▶ PROBLEM TO WORK ON: Please set out the items below as a JSON list of strings, one string per line and blank lines omitted, covering only the part that opens with their first line and closes with the line containing "Outline every instance of the fisherman's", both lines included.

Spatial annotation records:
------
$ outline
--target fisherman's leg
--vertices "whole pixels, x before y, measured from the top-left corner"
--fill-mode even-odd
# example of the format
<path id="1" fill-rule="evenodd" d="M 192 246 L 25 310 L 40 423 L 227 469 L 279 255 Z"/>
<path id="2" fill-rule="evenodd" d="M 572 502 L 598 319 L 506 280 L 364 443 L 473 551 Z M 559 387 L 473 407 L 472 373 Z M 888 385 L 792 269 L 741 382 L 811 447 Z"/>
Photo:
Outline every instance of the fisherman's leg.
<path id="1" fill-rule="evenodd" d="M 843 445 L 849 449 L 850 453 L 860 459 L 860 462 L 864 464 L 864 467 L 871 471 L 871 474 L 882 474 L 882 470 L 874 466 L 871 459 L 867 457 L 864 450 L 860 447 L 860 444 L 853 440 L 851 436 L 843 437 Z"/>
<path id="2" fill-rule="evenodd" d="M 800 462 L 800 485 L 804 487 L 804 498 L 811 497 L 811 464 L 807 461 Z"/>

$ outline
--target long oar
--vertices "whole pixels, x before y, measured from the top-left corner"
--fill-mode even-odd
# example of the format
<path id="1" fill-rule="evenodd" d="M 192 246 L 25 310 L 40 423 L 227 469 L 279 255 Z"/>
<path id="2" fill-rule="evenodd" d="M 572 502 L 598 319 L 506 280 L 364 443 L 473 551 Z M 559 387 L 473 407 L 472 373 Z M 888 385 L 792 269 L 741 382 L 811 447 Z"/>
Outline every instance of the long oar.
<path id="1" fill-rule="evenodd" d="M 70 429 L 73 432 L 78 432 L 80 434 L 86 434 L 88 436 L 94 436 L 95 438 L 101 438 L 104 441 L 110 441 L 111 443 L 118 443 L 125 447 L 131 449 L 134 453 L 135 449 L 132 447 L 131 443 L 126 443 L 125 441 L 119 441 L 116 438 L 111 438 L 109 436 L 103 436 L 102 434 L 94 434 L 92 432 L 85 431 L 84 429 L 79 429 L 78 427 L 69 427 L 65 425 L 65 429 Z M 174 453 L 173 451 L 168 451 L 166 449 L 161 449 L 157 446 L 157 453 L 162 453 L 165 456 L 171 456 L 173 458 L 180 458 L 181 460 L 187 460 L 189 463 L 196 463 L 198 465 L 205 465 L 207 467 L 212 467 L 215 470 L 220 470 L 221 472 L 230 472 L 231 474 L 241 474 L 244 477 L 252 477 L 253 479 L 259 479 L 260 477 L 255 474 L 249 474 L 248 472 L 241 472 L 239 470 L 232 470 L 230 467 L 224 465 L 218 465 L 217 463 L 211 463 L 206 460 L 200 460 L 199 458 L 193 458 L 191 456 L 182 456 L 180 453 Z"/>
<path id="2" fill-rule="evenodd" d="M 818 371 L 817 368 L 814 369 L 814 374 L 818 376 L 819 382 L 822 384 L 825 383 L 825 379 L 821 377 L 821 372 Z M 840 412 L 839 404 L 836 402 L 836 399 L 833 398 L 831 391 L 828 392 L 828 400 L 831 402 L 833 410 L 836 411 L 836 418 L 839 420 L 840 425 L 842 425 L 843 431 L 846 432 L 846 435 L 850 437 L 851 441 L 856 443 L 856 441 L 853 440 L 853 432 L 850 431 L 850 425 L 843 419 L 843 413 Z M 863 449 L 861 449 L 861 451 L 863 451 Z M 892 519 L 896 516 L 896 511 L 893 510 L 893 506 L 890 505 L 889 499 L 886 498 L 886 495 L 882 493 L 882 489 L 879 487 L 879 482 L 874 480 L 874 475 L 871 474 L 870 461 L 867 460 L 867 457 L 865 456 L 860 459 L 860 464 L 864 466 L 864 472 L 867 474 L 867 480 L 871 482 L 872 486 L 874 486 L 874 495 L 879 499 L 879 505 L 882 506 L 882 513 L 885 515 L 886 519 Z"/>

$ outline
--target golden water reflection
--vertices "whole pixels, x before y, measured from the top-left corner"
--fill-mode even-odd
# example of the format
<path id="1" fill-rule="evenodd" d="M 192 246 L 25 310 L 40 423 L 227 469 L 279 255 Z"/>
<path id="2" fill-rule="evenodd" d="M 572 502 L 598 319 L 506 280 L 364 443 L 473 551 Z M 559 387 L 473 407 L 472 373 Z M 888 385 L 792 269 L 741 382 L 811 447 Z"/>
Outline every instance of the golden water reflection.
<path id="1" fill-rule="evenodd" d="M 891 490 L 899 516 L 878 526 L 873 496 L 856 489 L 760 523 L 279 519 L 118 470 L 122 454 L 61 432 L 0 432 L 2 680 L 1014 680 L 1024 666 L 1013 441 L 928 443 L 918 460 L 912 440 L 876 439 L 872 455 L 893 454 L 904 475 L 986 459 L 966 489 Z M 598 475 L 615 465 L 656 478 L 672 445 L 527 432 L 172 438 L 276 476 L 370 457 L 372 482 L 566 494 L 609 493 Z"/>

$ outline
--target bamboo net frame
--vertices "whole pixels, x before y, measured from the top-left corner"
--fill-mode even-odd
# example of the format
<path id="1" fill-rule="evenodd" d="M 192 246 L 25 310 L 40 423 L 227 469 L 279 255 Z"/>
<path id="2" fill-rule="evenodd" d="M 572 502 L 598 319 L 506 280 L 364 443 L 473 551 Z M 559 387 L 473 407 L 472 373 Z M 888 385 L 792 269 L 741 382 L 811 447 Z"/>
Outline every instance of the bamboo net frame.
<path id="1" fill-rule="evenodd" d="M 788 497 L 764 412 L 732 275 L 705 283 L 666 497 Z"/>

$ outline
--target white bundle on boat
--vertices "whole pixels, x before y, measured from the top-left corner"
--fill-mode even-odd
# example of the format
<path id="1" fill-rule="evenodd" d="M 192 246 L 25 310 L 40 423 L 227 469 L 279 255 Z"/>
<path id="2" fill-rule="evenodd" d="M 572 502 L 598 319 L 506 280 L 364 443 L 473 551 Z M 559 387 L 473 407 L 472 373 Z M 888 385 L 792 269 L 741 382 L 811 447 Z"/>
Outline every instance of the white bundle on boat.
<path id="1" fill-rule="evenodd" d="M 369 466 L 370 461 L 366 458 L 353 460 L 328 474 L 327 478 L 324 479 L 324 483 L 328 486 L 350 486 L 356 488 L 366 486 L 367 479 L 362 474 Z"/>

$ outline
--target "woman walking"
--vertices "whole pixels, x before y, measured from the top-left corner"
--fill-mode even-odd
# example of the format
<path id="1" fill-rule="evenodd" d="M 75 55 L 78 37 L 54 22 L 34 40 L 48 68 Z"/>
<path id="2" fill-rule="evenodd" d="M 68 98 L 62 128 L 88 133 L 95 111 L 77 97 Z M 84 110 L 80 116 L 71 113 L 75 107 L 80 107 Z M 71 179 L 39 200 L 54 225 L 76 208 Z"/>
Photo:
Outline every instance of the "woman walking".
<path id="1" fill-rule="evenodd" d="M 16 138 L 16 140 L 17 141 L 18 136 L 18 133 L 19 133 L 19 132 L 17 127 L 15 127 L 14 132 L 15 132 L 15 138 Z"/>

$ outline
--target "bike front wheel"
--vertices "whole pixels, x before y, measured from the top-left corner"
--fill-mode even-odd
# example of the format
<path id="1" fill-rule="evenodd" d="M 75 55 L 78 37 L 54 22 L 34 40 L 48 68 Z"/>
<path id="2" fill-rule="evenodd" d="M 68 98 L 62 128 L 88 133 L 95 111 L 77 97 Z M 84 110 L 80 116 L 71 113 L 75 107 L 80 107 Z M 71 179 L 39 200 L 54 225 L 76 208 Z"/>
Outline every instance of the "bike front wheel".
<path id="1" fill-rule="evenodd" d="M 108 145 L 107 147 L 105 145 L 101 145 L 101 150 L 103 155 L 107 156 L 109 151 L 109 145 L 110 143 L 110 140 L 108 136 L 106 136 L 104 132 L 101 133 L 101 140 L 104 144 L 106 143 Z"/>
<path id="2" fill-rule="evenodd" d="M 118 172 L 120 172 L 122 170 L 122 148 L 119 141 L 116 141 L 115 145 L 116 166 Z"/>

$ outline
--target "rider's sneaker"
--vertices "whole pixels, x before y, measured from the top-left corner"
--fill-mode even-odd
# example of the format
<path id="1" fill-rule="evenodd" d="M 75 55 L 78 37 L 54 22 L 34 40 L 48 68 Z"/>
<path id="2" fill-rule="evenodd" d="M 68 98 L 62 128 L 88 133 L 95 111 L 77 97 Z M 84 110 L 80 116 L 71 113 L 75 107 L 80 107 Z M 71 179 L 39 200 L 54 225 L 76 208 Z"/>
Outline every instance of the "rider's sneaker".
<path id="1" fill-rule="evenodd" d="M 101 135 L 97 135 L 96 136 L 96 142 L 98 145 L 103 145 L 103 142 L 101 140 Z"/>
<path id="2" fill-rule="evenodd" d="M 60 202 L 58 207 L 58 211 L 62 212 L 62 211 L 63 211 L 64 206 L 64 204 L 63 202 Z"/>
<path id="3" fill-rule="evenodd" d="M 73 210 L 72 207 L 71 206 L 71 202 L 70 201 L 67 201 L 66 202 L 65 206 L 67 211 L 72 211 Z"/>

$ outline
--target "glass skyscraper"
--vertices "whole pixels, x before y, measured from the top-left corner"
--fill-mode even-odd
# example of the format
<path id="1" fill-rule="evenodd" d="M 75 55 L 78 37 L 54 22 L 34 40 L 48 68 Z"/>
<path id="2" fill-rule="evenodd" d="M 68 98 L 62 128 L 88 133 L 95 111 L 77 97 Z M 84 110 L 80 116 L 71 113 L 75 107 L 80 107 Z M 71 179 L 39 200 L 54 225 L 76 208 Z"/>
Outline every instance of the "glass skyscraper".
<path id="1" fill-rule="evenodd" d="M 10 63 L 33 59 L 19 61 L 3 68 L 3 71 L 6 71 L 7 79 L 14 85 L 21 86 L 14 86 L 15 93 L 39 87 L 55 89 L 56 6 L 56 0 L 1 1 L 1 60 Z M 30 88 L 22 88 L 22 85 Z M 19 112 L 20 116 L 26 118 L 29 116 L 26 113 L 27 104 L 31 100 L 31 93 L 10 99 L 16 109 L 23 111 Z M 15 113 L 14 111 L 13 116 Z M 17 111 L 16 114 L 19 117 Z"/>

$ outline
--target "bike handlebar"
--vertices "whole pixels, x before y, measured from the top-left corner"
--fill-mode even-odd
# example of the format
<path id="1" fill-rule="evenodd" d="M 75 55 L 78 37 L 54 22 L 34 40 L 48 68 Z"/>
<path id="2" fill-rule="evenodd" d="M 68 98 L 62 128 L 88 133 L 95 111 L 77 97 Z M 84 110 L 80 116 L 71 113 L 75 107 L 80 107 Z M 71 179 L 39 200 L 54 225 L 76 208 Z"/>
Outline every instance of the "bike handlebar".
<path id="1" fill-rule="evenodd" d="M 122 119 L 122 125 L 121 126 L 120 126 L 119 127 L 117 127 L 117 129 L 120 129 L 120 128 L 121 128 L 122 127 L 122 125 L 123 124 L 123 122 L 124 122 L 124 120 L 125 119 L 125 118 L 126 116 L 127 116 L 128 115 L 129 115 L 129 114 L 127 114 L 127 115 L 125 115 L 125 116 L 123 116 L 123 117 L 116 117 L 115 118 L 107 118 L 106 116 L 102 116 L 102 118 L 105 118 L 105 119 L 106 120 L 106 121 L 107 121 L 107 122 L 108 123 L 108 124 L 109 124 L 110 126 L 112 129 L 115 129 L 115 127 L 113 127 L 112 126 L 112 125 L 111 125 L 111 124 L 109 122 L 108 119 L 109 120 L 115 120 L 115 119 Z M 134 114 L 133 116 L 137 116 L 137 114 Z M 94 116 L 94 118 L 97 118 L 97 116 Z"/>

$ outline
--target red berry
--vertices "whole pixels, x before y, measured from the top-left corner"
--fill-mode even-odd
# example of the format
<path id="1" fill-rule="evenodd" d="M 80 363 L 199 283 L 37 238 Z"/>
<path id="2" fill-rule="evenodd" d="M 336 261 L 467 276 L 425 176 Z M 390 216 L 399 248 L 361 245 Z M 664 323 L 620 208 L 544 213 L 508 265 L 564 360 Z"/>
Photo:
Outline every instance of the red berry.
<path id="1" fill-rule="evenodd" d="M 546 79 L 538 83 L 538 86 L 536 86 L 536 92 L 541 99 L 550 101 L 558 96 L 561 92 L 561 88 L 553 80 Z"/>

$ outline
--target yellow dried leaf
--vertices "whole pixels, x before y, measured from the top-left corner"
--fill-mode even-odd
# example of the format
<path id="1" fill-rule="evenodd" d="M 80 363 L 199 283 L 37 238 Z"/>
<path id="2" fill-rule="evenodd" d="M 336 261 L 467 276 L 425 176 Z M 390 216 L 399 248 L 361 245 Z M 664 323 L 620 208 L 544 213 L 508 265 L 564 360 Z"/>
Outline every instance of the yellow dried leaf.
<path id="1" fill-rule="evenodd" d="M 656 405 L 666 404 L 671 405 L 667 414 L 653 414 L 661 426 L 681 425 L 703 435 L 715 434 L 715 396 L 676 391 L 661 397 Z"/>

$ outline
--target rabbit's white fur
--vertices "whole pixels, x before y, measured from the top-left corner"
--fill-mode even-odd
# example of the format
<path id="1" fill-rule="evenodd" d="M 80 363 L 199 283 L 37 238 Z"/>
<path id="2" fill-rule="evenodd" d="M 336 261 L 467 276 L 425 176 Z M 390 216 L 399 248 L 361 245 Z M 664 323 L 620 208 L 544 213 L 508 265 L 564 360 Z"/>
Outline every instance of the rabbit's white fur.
------
▶ EXERCISE ANSWER:
[
  "$ outline",
  "--target fisherman's leg",
  "--vertices \"whole pixels, x before y, measured from the top-left corner\"",
  "--fill-mode even-odd",
  "# example of the format",
  "<path id=\"1\" fill-rule=\"evenodd\" d=\"M 192 246 L 25 310 L 40 423 L 227 469 L 279 255 Z\"/>",
  "<path id=\"2\" fill-rule=\"evenodd\" d=\"M 572 502 L 598 319 L 506 280 L 364 443 L 473 551 Z M 559 387 L 473 407 L 472 373 Z M 888 385 L 792 269 L 741 382 L 811 447 Z\"/>",
  "Photo:",
  "Outline every instance of the fisherman's leg."
]